[Begin]

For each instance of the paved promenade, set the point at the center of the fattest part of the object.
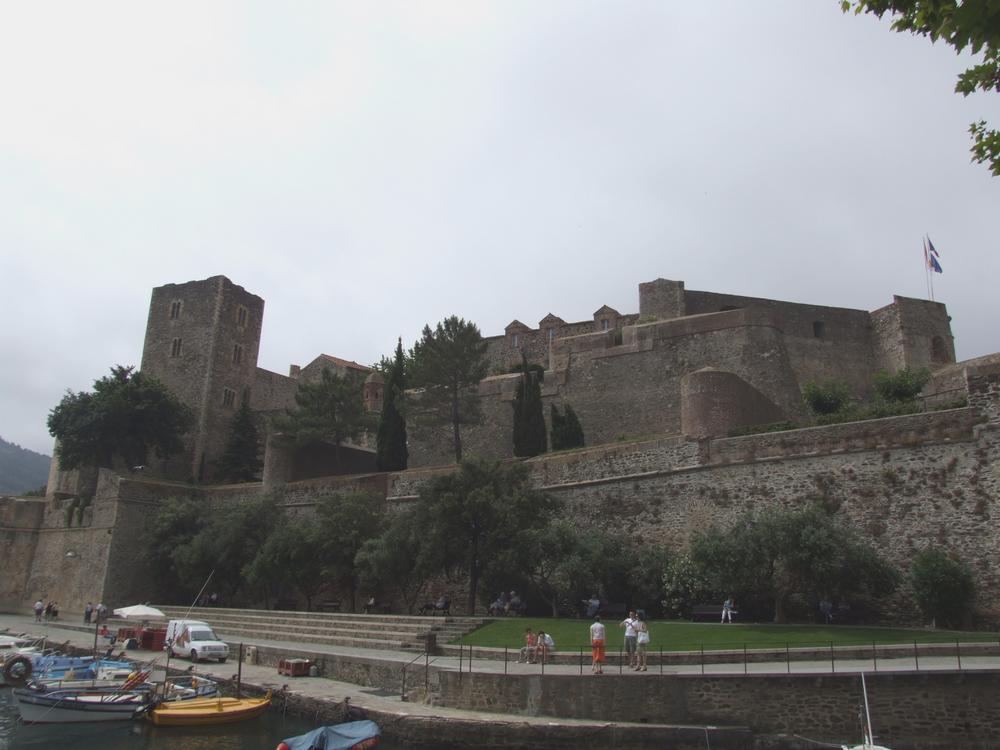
(394, 712)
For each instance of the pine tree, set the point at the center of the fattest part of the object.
(240, 462)
(391, 453)
(529, 421)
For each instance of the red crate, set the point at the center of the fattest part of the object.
(294, 667)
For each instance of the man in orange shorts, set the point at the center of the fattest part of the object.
(597, 646)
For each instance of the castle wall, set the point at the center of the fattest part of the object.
(213, 367)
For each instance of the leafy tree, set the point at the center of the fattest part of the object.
(779, 554)
(904, 386)
(391, 452)
(469, 518)
(448, 363)
(566, 430)
(329, 411)
(827, 397)
(288, 559)
(392, 560)
(943, 587)
(529, 422)
(964, 24)
(344, 523)
(240, 461)
(126, 416)
(226, 543)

[End]

- WHAT YOU SHOULD DO: Copy the whole listing above word for word, but leave the picture out of your copy.

- OUTPUT:
For each instance of the paved promenade, set the point at the center of the fattest part of the object.
(394, 712)
For each instance of the pine tree, set the point at the center of the fattest part of the object.
(240, 462)
(391, 453)
(529, 421)
For each instance of the red crate, set the point at the center of the fattest part of the object.
(294, 667)
For each instance of the man in orange shorts, set the point at the center of the fattest part of the object.
(597, 646)
For each instance of the castle wall, set the point at the center of the fattest part of the object.
(213, 367)
For each instance of the leafy tree, set the point at the center of the fattest part of the object.
(779, 554)
(904, 386)
(391, 452)
(469, 518)
(448, 363)
(566, 430)
(329, 411)
(827, 397)
(288, 559)
(392, 560)
(943, 587)
(529, 422)
(964, 24)
(344, 523)
(240, 461)
(126, 416)
(226, 543)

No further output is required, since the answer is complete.